▶ _SELECTED EXTRACT_:

Lessons in Trump's Victory for the Opposition in Malaysia?

Lessons in Trump's Victory for the Opposition in Malaysia?

What you need to know

It was anger and total distrust against the establishment that got people to vote Trump as their next president. Malaysia can learn from that, writes opposition MP Charles Santiago.

The people of America have spoken. Their choice of their new president is shocking to many, but we need to respect their choice.

President-elect Donald Trump ran a campaign of fear and hate, spewing venom against people of colour, immigrants, the lesbian, gay, bisexual and transgender (LGBT) community, Muslims and showing total disrespect to women.

But if we look closely, we would realise that beneath all those hard words was a direct message to the poor, blue collar workers who are struggling to feed their families, terrified of losing their jobs, afraid they can't provide a future for their children, or pay their medical bills.

Essentially, Trump the "outsider" successfully tapped people’s anger against Washington’s establishment politics.

There is a lesson to be learnt here, for the opposition in Malaysia as well.

Despite former prime minister Dr Mahathir Mohamad building a force to oust Prime Minister Najib Abdul Razak, nothing worked.

U.S. President Barack Obama went out on a limb to campaign for Secretary Hillary Clinton and yet she was wiped out.

It was anger and total distrust against the establishment that got people to vote Trump as their next president.

▶ _TO DO_:
a. In the article on Trump's victory and Malaysia's opposition, condense the paragraph that begins "But if we look closely" into a single shorter sentence that keeps its main facts.
b. Resume the article on Trump's victory and Malaysia's opposition, picking up after its final sentence.

Free-text object descriptions:
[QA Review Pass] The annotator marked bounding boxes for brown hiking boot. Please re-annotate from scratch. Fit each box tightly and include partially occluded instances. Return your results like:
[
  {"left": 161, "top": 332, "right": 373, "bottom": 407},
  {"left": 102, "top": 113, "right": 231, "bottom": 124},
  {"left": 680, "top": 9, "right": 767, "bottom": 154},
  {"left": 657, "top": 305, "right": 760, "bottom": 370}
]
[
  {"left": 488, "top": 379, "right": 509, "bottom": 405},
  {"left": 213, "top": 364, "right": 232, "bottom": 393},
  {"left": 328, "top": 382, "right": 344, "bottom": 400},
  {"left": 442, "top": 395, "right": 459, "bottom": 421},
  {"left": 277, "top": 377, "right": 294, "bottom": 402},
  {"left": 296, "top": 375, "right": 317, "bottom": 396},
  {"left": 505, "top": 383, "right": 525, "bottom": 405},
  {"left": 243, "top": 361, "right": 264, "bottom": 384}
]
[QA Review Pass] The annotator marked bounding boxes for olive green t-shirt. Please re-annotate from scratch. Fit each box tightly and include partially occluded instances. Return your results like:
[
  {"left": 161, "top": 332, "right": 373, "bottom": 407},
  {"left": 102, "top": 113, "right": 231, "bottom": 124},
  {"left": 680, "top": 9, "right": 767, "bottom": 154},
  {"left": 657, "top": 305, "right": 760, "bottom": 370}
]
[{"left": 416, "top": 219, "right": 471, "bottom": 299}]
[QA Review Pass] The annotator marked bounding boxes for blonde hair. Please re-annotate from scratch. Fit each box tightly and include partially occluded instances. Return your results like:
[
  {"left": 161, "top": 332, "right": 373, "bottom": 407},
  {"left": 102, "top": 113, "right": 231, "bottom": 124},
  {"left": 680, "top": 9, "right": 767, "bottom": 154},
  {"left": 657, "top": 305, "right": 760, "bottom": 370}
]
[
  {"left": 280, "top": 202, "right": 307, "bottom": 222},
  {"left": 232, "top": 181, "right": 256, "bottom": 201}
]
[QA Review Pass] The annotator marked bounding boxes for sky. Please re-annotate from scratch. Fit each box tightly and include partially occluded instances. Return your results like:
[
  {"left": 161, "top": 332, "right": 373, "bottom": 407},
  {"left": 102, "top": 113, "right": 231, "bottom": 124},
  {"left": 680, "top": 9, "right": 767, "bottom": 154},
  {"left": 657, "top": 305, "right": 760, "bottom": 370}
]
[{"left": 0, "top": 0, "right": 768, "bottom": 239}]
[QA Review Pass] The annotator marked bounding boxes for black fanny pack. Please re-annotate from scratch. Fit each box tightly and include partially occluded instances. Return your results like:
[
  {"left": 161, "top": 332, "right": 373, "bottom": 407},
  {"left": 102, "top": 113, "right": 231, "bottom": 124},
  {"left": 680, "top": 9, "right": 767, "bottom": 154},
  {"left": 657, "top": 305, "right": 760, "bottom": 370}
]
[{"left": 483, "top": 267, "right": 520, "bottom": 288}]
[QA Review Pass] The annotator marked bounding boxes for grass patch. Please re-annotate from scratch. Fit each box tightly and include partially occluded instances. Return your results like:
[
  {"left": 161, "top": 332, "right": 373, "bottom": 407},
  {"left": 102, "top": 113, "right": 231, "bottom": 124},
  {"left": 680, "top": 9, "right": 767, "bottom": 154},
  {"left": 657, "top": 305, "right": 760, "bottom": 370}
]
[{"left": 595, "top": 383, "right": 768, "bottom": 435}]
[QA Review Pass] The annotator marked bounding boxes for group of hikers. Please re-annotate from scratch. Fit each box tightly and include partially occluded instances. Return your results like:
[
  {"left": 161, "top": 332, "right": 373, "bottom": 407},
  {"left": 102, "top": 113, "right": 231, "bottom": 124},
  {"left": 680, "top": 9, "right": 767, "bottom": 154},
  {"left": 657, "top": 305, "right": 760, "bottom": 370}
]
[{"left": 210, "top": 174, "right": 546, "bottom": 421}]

▶ _OUTPUTS IN ORDER_:
a. Beneath Trump's hard words lay a direct message to poor blue-collar workers struggling to feed their families and afraid of losing their jobs, of failing to provide a future for their children, and of being unable to pay their medical bills.

b.
Likewise, we, the opposition, need to engage with people on the ground and tailor policies that will look into their day-to-day grievances.

We need to understand their aspirations and hope and ensure our governance can make that happen.

It is important to make the masses understand the implications of pressing issues, such as 1Malaysia Development Bhd or rampant corruption or price increases, including the impending debt crisis. And there is an urgent need to make inroads into rural communities.

Just like Trump, the Umno-led BN government has always capitalised on fear politics to keep Malaysians divided.

The middle and working class Malaysians are also fed up with the ruling elite. They do not trust the government rhetoric, but are fearful that an opposition-led federal government may not work for them as a result of its constant bickering.

To break this vicious cycle, the opposition needs to show unity and that it will protect the interest of the rakyat and offer solutions to resolving problems facing the people.

This would certainly break Umno's rule, which is already shaky.